◆ **Exercise requirements**: Copy the blog post on the Beitpolous telemedicine decision in full, word for word.

July 11th, 2018 No comments

Happy Wednesday, dear readers!

I return to you now, to grace your e-mail inboxes and pollute your otherwise rational thinking.  In the immortal words of the 20th Century poet Eminem, “Guess who’s back, back again, blogger’s back, tell a friend…”

So your humble blogger comes back with a report of a victory for defendants, and also for man’s ever intensifying battle against technology.  The case is that of Beitpolous v. California Correctional Healthcare Services (a WCAB Panel Decision).

In a denied case, applicant obtained a PM&R panel and after the strike process the QME remaining was listed as appearing via telemedicine (“Evaluation will take place through the use of telehealth using interactive audio, video, or data communications.”)

The telemedicine exam was conducted by having an assistant call ahead of the evaluation and take applicant’s complete history, and then, at the exam, the PQME appeared via video-conference while a QME chiropractor was in the exam room with the applicant and conducted the actual exam and took measurements (within view of the actual QME).

Defendant apparently was not advised that the QME exam would be via telemedicine until it received the QMEs report which reflected the same.  At that time, after defendant refused to accept the case based on the QME’s opinion, applicant set the matter for an MSC.  At the MSC defendant objected to the panel because the exam was conducted via telemedicine.

The WCJ ruled in favor of the defense, disqualifying the QME because the exam was conducted via telemedicine.  On removal, the WCAB sided with the defendant and the WCJ, citing Section 4628(a) which provides that no person other than the physician signing the medical-legal exam may take a history, review and summarize records, or compose the conclusions of the report.

The WCAB ruled that “constitutional principles of fairness and due process require that the identity of a physician assistant who is to physical perform the clinical examination be disclosed to the parties promptly upon the QME’s selection.”

So, absent an agreement ahead of time by the parties to allow for a telemedicine exam, it looks like any such exam would be vulnerable to an objection.

On the other hand, if an applicant’s attorney REALLY wanted to keep the QME exam, would advance disclosure cure any potential defects?

Saved entries:
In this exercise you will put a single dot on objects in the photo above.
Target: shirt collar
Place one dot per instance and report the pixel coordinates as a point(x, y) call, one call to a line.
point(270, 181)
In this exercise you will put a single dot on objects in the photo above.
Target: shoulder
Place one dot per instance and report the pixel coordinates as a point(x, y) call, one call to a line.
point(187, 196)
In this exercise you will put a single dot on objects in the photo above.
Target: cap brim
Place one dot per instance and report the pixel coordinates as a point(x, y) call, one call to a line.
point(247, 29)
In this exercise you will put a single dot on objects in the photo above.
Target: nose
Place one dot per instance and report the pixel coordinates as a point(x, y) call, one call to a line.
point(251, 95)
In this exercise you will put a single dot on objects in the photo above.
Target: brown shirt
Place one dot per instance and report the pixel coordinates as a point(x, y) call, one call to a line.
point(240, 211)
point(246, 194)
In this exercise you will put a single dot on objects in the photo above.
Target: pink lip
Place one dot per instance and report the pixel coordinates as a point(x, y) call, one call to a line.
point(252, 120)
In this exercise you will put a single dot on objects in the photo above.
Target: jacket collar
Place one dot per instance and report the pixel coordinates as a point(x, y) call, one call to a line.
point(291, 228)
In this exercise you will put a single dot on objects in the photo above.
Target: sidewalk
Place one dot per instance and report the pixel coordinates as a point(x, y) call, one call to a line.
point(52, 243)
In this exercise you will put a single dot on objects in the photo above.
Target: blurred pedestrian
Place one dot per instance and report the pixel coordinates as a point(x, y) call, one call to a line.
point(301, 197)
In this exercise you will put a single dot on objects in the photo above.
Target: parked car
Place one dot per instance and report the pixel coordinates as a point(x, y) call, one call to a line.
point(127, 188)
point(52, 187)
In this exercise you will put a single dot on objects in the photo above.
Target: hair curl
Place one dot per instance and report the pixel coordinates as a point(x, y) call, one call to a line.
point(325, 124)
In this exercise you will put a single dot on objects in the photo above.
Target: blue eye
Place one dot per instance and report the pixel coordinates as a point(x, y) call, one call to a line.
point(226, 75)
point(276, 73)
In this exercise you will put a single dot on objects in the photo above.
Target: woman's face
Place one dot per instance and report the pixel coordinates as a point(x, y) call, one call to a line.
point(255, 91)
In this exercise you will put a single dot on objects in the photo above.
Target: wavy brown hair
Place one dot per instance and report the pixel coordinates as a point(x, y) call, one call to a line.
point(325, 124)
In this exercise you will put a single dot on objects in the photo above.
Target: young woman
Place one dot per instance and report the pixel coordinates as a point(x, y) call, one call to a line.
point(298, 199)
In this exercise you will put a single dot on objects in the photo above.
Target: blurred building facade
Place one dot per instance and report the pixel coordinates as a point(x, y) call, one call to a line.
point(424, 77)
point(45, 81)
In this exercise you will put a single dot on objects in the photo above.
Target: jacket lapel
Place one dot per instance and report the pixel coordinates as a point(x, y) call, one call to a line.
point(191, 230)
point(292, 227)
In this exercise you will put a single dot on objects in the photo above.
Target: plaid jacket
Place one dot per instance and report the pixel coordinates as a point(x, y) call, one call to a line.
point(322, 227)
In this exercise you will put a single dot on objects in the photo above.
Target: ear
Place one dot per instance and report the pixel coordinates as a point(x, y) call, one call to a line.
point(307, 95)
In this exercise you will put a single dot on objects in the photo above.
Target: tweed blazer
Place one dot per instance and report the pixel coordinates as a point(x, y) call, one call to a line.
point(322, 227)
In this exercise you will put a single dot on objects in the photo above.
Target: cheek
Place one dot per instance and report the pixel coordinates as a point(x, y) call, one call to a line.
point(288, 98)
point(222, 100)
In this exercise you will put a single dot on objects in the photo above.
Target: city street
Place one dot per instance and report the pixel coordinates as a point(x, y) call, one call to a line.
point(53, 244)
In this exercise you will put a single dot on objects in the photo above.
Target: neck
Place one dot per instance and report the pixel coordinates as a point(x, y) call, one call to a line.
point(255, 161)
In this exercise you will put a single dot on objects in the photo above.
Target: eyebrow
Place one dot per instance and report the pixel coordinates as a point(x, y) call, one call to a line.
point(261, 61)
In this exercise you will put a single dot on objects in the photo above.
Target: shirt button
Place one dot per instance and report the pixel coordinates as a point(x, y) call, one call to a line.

◆ **Exercise response**:
July 11th, 2018 No comments

Happy Wednesday, dear readers!

I return to you now, to grace your e-mail inboxes and pollute your otherwise rational thinking.  In the immortal words of the 20th Century poet Eminem, “Guess who’s back, back again, blogger’s back, tell a friend…”

So your humble blogger comes back with a report of a victory for defendants, and also for man’s ever intensifying battle against technology.  The case is that of Beitpolous v. California Correctional Healthcare Services (a WCAB Panel Decision).

In a denied case, applicant obtained a PM&R panel and after the strike process the QME remaining was listed as appearing via telemedicine (“Evaluation will take place through the use of telehealth using interactive audio, video, or data communications.”)

The telemedicine exam was conducted by having an assistant call ahead of the evaluation and take applicant’s complete history, and then, at the exam, the PQME appeared via video-conference while a QME chiropractor was in the exam room with the applicant and conducted the actual exam and took measurements (within view of the actual QME).

Defendant apparently was not advised that the QME exam would be via telemedicine until it received the QMEs report which reflected the same.  At that time, after defendant refused to accept the case based on the QME’s opinion, applicant set the matter for an MSC.  At the MSC defendant objected to the panel because the exam was conducted via telemedicine.

The WCJ ruled in favor of the defense, disqualifying the QME because the exam was conducted via telemedicine.  On removal, the WCAB sided with the defendant and the WCJ, citing Section 4628(a) which provides that no person other than the physician signing the medical-legal exam may take a history, review and summarize records, or compose the conclusions of the report.

The WCAB ruled that “constitutional principles of fairness and due process require that the identity of a physician assistant who is to physical perform the clinical examination be disclosed to the parties promptly upon the QME’s selection.”

So, absent an agreement ahead of time by the parties to allow for a telemedicine exam, it looks like any such exam would be vulnerable to an objection.

On the other hand, if an applicant’s attorney REALLY wanted to keep the QME exam, would advance disclosure cure any potential defects?